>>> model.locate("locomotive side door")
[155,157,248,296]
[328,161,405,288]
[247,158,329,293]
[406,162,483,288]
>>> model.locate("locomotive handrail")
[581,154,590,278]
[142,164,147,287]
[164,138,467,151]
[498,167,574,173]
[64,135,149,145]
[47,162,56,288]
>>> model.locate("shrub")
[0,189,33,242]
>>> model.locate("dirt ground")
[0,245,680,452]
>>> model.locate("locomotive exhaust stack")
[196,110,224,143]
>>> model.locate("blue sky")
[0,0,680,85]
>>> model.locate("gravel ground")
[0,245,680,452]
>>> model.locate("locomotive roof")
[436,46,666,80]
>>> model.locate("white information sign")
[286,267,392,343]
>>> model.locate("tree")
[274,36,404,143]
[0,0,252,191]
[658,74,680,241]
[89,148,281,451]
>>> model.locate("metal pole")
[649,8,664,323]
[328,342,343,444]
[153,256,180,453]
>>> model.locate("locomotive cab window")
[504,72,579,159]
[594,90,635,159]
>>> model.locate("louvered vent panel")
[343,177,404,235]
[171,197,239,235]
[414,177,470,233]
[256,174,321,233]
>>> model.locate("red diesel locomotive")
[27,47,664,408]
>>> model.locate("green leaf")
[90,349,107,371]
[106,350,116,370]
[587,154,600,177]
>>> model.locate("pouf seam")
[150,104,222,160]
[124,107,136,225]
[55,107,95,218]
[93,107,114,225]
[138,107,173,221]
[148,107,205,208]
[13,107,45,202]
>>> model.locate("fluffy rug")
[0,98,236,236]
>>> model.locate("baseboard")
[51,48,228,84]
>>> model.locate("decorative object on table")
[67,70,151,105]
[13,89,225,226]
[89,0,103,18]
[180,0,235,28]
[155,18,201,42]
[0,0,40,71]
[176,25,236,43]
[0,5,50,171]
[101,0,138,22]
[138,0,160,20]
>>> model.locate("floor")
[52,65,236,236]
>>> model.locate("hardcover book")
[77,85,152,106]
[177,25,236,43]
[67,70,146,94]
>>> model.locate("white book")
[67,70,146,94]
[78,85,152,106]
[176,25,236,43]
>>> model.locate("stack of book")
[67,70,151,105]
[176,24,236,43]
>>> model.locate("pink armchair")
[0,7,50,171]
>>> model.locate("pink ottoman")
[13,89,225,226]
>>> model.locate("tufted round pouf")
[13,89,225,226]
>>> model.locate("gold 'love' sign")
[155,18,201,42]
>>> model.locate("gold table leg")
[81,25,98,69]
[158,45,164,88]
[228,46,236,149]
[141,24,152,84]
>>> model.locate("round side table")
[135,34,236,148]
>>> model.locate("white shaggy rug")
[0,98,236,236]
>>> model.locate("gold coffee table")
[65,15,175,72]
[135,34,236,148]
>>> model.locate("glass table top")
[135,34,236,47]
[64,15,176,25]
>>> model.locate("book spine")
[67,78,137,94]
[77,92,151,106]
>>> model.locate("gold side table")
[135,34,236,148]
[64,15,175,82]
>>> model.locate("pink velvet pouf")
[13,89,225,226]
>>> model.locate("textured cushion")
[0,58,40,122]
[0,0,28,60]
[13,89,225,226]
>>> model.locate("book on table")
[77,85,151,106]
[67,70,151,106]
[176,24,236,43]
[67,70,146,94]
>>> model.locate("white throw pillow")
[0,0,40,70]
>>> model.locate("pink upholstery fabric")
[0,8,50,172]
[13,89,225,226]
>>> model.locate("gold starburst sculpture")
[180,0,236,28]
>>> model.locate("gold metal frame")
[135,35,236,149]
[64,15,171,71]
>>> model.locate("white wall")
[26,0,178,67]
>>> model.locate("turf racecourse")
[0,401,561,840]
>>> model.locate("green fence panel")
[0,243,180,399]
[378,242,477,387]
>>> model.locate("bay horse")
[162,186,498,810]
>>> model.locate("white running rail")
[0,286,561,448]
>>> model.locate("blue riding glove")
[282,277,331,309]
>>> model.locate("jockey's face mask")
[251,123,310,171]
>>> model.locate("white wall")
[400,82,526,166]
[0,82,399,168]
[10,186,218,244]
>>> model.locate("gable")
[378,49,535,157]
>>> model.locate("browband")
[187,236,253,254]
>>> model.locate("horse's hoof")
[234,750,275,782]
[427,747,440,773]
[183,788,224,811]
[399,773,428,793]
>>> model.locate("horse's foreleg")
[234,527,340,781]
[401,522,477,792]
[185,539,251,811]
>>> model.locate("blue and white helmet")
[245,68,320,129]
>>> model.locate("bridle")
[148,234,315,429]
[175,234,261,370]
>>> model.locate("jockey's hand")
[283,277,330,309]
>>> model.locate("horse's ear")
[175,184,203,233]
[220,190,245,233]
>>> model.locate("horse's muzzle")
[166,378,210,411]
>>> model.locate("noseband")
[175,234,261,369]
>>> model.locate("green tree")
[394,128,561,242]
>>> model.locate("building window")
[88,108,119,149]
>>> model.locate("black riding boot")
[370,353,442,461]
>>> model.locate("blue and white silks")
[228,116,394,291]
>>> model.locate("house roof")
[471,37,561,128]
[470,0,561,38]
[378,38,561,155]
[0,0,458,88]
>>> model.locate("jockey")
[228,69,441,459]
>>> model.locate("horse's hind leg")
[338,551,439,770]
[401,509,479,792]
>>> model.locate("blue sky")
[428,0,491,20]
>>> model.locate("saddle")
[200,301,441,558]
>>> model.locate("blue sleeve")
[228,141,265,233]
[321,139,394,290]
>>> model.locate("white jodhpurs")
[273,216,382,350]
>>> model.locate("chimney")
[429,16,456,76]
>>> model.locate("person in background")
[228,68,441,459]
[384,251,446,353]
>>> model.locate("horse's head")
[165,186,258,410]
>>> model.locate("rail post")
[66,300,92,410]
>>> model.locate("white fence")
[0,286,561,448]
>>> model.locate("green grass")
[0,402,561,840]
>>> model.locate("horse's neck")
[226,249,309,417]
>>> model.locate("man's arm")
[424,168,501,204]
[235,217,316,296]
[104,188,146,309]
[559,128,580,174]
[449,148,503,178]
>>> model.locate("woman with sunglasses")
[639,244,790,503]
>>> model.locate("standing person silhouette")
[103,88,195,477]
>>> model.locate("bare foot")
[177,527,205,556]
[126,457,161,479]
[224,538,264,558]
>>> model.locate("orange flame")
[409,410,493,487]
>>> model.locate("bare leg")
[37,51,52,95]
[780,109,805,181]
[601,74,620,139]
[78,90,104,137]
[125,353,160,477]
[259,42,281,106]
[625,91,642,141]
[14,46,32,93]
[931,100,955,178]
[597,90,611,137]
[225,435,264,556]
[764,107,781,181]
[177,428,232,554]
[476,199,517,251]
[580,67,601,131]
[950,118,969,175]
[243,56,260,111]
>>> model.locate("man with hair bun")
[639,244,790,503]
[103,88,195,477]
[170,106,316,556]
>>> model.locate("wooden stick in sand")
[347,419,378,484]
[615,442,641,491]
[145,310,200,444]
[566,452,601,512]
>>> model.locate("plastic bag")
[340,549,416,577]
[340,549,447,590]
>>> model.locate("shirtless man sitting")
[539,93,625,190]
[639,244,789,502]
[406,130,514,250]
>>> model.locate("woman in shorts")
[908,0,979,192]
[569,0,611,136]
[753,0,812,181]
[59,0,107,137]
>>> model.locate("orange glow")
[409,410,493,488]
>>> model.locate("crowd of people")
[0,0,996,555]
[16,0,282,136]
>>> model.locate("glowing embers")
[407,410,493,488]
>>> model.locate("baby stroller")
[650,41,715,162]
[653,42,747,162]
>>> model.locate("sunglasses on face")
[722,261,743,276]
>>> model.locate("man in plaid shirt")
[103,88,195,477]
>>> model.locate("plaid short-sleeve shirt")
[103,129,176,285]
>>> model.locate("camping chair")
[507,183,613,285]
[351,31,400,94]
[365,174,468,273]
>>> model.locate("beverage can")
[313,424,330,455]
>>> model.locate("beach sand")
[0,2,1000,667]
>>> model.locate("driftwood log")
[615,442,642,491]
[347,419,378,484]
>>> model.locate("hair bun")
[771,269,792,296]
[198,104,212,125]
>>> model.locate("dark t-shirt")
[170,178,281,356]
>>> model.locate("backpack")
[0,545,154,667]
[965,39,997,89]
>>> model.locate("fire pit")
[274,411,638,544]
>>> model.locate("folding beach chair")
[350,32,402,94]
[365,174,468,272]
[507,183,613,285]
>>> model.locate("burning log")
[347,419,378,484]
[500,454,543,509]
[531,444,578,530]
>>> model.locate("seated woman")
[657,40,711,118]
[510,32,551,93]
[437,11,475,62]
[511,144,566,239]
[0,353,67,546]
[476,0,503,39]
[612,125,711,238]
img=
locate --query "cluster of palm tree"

◇ ◇ ◇

Please extract the items word for word, starting at their first line and ending at the line that contains "[27,47,664,408]", with both of those lines included.

▶ _Output for this exercise_
>>> model.locate("locomotive side door")
[155,157,248,296]
[328,161,405,288]
[247,158,329,293]
[406,162,483,288]
>>> model.locate("locomotive handrail")
[581,154,590,278]
[142,164,147,287]
[164,138,467,151]
[498,167,574,173]
[64,135,149,145]
[47,162,56,288]
>>> model.locate("shrub")
[0,189,33,242]
>>> model.locate("dirt ground")
[0,245,680,452]
>>> model.locate("locomotive exhaust stack")
[196,110,224,143]
>>> model.locate("blue sky")
[0,0,680,85]
>>> model.locate("gravel ground")
[0,245,680,452]
>>> model.locate("locomotive roof")
[436,46,666,80]
>>> model.locate("white information sign")
[286,267,392,343]
>>> model.locate("tree")
[274,36,404,143]
[0,0,252,191]
[658,74,680,241]
[89,148,281,451]
>>> model.locate("metal pole")
[649,8,664,323]
[328,342,343,444]
[153,256,180,453]
>>> model.locate("locomotive cab window")
[504,72,579,159]
[594,90,635,159]
>>> model.locate("louvered vent panel")
[343,177,404,235]
[171,197,239,235]
[414,177,470,233]
[256,174,321,233]
>>> model.locate("red diesel locomotive")
[27,47,664,408]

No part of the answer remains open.